▶ _Text excerpt_
━━━━━━━━━━

The engineering behind modern prosthetics is certainly awe-inspiring. The iLimb Ultra, of which Bertolt is a user, is part of the new class of myoelectric prosthetics. These custom-made devices function by placing electrical sensors directly in contact with the skin. These sensors pick up the signals generated by muscular movements in the residual limb – signals that are then translated by software into natural, intuitive movement in the prosthetic limb.

We all know about prosthetic limbs, even if many of us are not aware of just how sophisticated they now are. Less familiar, though, is the idea of bionic organs. Far removed from the iron lung of yore, these new fully integrated artificial body parts are designed to plug directly into our own metabolism – in effect, they are not within us, they become us. They’re the ultimate in biomimicry.

It’s one thing to use a bionic organ to replace lost function. But in a future world where we could, feasibly, replace virtually all of our body, will we blur the boundaries of artificial and natural to an extent that we have to recalibrate our definition of self and non-self? That’s especially pertinent when we consider the reality of neural prosthetics, like the “memory chips” developed by Dr Theodore Berger. Instinctively, many of us are uncomfortable with brain implants – but should we be? And will this discomfort be reduced if we broaden our definition of self?

Bertolt himself is pleased with the increasing normalisation, and even “coolness”, of prosthetics. But he expresses caution about the potential for elective use of such technology – would we ever choose to remove a healthy body part, in order to replace it with a stronger, better prosthetic?

Burns’ posting isn’t the only place where these discussion points and others related to human enhancement and robotic technologies are being raised, in a Jan. 18, 2013 posting I mentioned *a television advertisement for a new smartphone that ‘upgrades your brain’ that ‘normalises’ the idea of brain implants and other enhancements for everybody. As well, The Economist recently featured an article, You, robot? in its September 1st – 7th, 2012 issue about the European Union’s RoboLaw Project,

SPEAKING at a conference organised by The Economist earlier this year [2012], Hugh Herr, a roboticist at the Massachusetts Institute of Technology, described disabilities as conditions that persist “because of poor technology” and made the bold claim that during the 21st century disability would be largely eliminated. What gave his words added force was that half way through his speech, after ten minutes of strolling around the stage, he unexpectedly pulled up his trouser legs to reveal his bionic legs, and then danced a little jig. In future, he suggested, people might choose to replace an arthritic, painful limb with a fully functional robotic one. “Why wouldn’t you replace it?” he asked. “We’re going to see a lot of unusual situations like that.”

It is precisely to consider these sorts of situations, and the legal and ethical conundrums they will pose, that a new research project was launched in March. Is a prosthetic legally part of your body? When is it appropriate to amputate a limb and replace it with a robotic one? What are the legal rights of a person with “locked in” syndrome who communicates via a brain-computer interface? Do brain implants and body-enhancement devices require changes to the definition of disability? The RoboLaw project is an effort to anticipate such quandaries and work out where and how legal frameworks might need to be changed as the technology of bionics and neural interfaces improves. Funded to the tune of €1.9m ($2.3m), of which €1.4m comes from the European Commission, it brings together experts from engineering, law, regulation, philosophy and human enhancement.

━━━━━━━━━━

▶ _Available data_
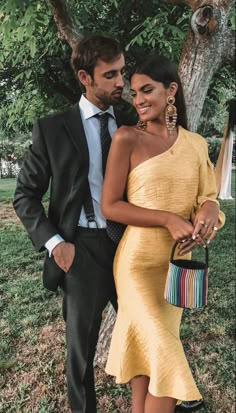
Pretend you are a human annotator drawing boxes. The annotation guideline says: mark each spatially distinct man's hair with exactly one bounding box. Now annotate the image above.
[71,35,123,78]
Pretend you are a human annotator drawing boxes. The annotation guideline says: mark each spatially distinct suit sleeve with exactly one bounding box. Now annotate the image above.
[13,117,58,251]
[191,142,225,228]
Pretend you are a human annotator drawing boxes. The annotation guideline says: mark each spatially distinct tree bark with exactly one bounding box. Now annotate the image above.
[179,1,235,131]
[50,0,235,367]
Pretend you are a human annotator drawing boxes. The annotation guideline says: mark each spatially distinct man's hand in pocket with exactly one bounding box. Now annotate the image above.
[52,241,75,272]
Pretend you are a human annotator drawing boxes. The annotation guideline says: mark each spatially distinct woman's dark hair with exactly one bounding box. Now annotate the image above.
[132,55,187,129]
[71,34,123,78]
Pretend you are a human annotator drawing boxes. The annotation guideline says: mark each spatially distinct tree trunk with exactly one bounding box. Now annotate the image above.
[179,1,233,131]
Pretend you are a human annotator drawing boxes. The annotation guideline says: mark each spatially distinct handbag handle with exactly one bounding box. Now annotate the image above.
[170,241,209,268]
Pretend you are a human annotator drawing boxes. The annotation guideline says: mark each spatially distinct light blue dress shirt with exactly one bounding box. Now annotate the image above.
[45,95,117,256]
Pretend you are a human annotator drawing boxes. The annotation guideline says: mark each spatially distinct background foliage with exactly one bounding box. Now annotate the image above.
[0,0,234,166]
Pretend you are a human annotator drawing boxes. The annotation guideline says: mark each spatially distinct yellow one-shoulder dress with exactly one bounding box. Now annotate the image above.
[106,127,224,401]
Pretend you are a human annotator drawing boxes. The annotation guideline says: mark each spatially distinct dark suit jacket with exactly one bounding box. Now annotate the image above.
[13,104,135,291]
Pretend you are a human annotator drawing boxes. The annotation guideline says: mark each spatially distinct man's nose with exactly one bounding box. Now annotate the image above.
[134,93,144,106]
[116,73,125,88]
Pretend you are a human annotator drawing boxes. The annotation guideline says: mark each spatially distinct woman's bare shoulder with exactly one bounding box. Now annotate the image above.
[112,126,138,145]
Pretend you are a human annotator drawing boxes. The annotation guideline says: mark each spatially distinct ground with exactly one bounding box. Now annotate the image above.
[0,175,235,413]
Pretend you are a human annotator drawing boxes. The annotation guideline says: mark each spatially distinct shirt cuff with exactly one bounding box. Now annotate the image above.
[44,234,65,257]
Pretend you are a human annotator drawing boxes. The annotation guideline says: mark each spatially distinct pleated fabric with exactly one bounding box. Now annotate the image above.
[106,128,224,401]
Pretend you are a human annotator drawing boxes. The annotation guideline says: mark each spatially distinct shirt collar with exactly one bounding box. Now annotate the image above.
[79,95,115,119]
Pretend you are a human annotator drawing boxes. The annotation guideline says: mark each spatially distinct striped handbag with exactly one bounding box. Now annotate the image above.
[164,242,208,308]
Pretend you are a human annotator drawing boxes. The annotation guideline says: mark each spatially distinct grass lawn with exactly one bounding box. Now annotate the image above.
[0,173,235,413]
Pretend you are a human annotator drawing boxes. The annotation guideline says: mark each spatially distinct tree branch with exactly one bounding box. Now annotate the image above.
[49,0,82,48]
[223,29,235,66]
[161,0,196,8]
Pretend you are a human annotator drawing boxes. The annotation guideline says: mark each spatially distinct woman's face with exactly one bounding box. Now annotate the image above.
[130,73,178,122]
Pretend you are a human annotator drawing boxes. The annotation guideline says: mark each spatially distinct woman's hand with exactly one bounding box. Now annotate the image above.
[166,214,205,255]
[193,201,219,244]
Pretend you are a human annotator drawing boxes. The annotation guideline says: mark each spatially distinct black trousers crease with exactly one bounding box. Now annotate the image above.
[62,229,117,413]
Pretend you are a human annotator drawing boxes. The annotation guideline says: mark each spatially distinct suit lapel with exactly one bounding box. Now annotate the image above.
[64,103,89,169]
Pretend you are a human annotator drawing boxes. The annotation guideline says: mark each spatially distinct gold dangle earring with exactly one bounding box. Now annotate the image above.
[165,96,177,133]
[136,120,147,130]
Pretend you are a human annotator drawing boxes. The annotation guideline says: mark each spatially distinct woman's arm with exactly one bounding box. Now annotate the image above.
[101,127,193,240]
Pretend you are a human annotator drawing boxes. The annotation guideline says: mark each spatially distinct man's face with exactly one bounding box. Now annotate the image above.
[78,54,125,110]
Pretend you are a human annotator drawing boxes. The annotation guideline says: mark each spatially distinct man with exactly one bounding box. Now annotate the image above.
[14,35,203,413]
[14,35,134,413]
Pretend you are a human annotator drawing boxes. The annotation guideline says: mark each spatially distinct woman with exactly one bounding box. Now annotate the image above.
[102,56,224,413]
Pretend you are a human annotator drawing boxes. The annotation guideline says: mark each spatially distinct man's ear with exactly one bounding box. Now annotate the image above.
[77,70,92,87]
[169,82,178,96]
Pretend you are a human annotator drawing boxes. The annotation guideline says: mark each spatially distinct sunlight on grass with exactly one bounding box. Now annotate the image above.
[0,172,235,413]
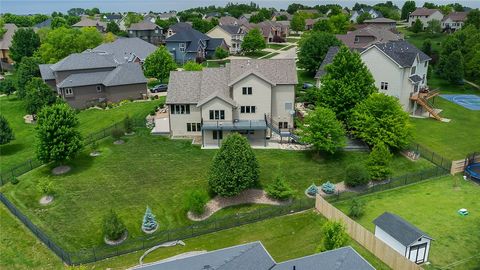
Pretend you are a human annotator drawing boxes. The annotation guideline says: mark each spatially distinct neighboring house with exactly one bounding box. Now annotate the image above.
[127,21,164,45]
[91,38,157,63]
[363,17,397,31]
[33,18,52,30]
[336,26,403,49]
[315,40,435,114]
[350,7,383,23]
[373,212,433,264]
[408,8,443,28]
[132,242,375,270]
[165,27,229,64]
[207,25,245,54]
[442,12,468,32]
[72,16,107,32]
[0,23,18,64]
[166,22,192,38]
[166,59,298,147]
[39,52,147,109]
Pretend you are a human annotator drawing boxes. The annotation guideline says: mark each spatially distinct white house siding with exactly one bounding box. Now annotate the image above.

━━━━━━━━━━

▶ _Exercise_
Copy the text about modern prosthetics between "The engineering behind" and "the prosthetic limb.", inclusive, and switch "sensors" to "electrodes".

▶ _Exercise solution_
The engineering behind modern prosthetics is certainly awe-inspiring. The iLimb Ultra, of which Bertolt is a user, is part of the new class of myoelectric prosthetics. These custom-made devices function by placing electrical electrodes directly in contact with the skin. These electrodes pick up the signals generated by muscular movements in the residual limb – signals that are then translated by software into natural, intuitive movement in the prosthetic limb.